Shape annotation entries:
** BEGIN **

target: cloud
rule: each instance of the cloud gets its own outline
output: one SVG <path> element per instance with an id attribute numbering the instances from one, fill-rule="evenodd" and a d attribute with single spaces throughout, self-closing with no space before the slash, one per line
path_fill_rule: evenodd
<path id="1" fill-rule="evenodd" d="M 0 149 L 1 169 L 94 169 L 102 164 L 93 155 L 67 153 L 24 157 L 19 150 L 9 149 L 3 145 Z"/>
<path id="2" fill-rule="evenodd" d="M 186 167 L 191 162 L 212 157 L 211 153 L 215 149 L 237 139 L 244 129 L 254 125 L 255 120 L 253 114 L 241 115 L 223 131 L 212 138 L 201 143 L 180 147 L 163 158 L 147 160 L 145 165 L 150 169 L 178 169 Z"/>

** END **
** BEGIN **

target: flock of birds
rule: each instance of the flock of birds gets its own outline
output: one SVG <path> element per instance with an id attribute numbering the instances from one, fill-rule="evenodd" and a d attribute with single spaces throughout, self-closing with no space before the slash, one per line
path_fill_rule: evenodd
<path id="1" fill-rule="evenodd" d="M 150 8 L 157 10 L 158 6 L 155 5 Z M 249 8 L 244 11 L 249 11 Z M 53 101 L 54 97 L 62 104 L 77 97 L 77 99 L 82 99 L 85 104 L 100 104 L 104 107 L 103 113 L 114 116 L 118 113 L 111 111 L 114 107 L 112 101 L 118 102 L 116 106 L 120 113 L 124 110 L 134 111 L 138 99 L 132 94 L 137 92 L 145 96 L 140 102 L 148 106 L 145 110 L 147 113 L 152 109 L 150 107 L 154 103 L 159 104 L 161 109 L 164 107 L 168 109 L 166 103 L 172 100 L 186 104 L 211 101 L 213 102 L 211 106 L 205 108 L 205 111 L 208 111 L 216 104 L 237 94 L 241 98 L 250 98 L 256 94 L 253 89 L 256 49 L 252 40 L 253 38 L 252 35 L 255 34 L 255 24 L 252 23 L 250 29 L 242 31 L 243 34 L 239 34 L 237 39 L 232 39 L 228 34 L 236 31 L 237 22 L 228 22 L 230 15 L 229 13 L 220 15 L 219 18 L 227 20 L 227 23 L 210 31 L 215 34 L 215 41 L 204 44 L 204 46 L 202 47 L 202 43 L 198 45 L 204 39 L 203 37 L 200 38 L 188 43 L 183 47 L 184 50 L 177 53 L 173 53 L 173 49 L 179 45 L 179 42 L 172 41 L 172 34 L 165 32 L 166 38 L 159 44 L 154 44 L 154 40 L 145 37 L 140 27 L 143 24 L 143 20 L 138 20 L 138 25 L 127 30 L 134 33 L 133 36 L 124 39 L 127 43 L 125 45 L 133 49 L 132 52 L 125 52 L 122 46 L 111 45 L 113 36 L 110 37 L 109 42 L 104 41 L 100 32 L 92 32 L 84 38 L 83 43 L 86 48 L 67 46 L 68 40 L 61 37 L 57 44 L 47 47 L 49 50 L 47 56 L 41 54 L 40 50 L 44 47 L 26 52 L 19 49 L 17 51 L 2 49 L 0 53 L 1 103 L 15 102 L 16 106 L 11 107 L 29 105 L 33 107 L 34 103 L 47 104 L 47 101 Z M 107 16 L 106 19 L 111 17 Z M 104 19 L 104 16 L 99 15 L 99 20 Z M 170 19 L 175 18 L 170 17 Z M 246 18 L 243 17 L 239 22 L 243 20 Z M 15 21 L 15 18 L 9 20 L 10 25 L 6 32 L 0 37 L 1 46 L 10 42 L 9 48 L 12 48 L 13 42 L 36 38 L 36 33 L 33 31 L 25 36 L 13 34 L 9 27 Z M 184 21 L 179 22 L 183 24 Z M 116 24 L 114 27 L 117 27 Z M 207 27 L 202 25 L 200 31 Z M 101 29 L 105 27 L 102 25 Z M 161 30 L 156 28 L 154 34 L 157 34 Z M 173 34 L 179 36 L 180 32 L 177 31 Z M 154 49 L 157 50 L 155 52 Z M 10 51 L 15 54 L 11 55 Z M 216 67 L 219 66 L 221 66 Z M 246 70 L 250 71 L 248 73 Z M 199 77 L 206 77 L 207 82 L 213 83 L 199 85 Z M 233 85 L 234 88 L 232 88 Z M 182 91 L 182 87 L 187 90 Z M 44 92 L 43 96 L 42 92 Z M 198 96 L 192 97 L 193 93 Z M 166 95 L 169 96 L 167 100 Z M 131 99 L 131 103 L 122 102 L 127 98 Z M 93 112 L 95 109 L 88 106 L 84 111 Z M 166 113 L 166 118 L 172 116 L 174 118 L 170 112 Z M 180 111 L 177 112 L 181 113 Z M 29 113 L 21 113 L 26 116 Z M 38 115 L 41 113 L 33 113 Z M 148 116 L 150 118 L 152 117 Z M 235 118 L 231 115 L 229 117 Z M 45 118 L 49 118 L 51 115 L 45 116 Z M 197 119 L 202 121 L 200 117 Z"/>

** END **

Please copy out the data between the lines holding "target: cloud" and "149 L 1 169", inclusive, reproducing each line verbatim.

Response:
target: cloud
rule: each instance of the cloud gets its own outline
output: one SVG <path> element per instance with an id attribute numbering the instances from one, fill-rule="evenodd" and a d attribute with single spaces throughout, self-closing with no space before the slash, one per line
path_fill_rule: evenodd
<path id="1" fill-rule="evenodd" d="M 0 149 L 1 169 L 94 169 L 102 164 L 93 155 L 67 153 L 24 157 L 19 150 L 9 149 L 3 145 Z"/>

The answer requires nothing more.